Express the entries below as a two-column CSV with the header row text,answer, giving one row per entry. Put the entry's text under text and its full answer under answer, each in a single quoted field with any line breaks replaced by spaces.

=-=-=-=-=

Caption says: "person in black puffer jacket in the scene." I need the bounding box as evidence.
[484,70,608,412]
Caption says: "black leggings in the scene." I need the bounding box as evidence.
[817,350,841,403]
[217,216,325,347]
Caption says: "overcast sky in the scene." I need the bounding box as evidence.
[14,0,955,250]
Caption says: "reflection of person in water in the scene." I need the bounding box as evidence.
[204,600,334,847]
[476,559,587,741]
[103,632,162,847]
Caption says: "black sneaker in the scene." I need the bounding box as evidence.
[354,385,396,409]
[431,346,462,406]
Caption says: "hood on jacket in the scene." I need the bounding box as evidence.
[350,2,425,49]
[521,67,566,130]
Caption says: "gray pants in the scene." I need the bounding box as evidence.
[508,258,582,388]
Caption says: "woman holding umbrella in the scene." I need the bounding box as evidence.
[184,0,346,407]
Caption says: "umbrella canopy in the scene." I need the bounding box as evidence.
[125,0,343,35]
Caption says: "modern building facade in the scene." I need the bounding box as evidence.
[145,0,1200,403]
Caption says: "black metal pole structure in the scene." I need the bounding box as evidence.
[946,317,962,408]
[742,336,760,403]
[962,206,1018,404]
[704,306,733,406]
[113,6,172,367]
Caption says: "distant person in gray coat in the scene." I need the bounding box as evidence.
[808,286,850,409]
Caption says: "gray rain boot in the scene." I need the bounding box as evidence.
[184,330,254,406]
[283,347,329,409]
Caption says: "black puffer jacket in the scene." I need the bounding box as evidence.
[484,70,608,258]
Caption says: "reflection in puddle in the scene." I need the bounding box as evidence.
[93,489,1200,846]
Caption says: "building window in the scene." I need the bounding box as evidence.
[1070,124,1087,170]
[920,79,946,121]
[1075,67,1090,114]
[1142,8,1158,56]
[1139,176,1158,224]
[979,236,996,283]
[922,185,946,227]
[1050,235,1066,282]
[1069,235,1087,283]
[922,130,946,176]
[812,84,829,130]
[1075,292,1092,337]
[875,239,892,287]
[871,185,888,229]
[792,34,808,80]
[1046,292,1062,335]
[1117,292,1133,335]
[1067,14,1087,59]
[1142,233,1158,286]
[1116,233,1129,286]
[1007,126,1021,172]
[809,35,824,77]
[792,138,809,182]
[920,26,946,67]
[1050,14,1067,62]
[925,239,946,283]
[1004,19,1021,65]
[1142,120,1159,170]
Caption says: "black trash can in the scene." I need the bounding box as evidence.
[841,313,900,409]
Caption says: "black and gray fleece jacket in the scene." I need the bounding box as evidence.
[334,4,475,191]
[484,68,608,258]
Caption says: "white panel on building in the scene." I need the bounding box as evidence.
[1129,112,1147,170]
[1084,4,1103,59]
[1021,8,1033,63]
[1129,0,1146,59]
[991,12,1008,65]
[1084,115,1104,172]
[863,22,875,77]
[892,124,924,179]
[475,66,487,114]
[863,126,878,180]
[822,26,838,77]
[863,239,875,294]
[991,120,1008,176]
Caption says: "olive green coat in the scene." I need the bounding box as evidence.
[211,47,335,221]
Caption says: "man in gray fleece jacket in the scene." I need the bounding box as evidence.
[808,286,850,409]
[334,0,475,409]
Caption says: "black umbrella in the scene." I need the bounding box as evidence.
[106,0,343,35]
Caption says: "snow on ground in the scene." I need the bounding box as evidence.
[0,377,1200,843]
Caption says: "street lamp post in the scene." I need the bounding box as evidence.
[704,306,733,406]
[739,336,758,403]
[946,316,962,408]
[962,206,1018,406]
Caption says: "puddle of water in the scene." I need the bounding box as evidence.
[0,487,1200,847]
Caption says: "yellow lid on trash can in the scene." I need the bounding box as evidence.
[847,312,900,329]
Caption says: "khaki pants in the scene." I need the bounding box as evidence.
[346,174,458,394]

=-=-=-=-=

**Task solution:**
text,answer
"Caption says: ""person in black puffer jacket in the scene."" I need the bounding box as evidence.","[484,70,608,412]"
"Caption says: ""black leggings in the scene."" I need the bounding box as evidence.","[817,350,841,403] [217,216,325,347]"
"Caption says: ""overcast sky in the scene."" I need the bounding box as evidence.","[14,0,955,250]"
"Caption says: ""reflection of person in water in the scene."" I need the bounding box as evidence.","[204,600,334,847] [476,559,587,741] [103,632,162,847]"
"Caption says: ""black sneaker in the scene."" I need the bounding box as evidence.","[354,385,396,409] [431,346,462,406]"
"Caption says: ""hood on jacket in the scene."" I need the bounding box as evidence.","[350,2,425,49] [521,67,566,130]"
"Caption says: ""gray pants in the scene."" I need the bounding box as evidence.","[508,258,582,388]"
"Caption says: ""woman holding umbrella in the scene."" I need the bounding box as evidence.","[184,0,346,407]"
"Caption says: ""umbrella canopy in the scene."" I need the bounding box as evidence.","[125,0,343,35]"
"Caption says: ""modern building facade in the scene."" I need the bounding box as evidence.","[145,0,1200,403]"
"Caption says: ""black metal pole structure in the scene."" I need the bounding box as evidence.","[946,317,962,408] [742,336,760,403] [962,206,1018,404] [704,306,733,406] [113,6,172,367]"
"Caption says: ""distant person in gray coat in the scene."" I need the bounding box as evidence.","[808,286,850,409]"
"Caption says: ""gray rain boot in the scene."" I need the bounding box as evidence.","[184,330,254,406] [283,347,329,409]"
"Caption says: ""black puffer jacket in the scene."" I need the bounding box as evidence.","[484,70,608,258]"
"Caption says: ""reflection in puddle in the scene."" I need the bounding box as evidence.","[93,489,1200,846]"
"Caption says: ""building window in the scene."" I need the bounding box as evidence.","[1070,124,1087,170] [920,79,946,121] [1075,67,1090,114] [1142,8,1158,56] [1139,176,1158,224] [979,236,996,283] [922,185,946,227] [1050,235,1066,282] [1069,235,1087,283] [922,130,946,176] [812,84,829,130] [1075,292,1092,337] [875,239,892,287] [871,185,888,229] [792,34,808,80] [1046,292,1062,335] [1117,292,1133,335] [1067,14,1087,59] [1142,233,1158,286] [1116,233,1129,286] [1007,126,1021,172] [809,35,824,77] [792,138,809,182] [920,26,946,67] [1050,14,1067,62] [925,239,946,283] [1004,19,1021,65] [1142,120,1159,170]"
"Caption says: ""black trash can in the scene."" I need the bounding box as evidence.","[841,313,900,409]"
"Caption says: ""black and gray fleece jacket in the scene."" I need the bounding box as evidence.","[334,4,475,191] [484,68,608,258]"
"Caption says: ""white panel on building in the scene."" I need the bounding box as evidence.","[1129,112,1147,170] [1084,4,1103,59] [1021,8,1033,63] [1129,0,1146,59] [991,12,1008,65] [1084,115,1104,172] [863,22,875,77] [892,124,924,179] [475,66,487,114] [863,126,878,180] [822,26,838,77] [863,239,875,294] [991,120,1008,176]"
"Caption says: ""olive green coat in the scene."" I need the bounding box as evidence.","[211,47,335,221]"
"Caption says: ""man in gray fleece jacket in the scene."" I need the bounding box as evidence.","[808,286,850,409] [334,0,475,409]"
"Caption says: ""black umbrella in the scene."" I need the bounding box as evidence.","[106,0,343,35]"
"Caption says: ""snow on ground in the scene."" I need the bounding box as evidence.","[0,377,1200,843]"
"Caption says: ""street lamp post in the scene."" I need the bounding box as evidence.","[704,306,733,406] [739,336,758,403] [946,316,962,408] [962,206,1018,406]"
"Caption says: ""puddle of water in the scene."" I need the bounding box as evidence.","[0,487,1200,847]"
"Caption says: ""yellow lid on trash can in the scene."" I need the bounding box as evidence.","[847,312,900,329]"
"Caption says: ""khaki pants in the scene."" I need the bounding box as evidence.","[346,174,458,394]"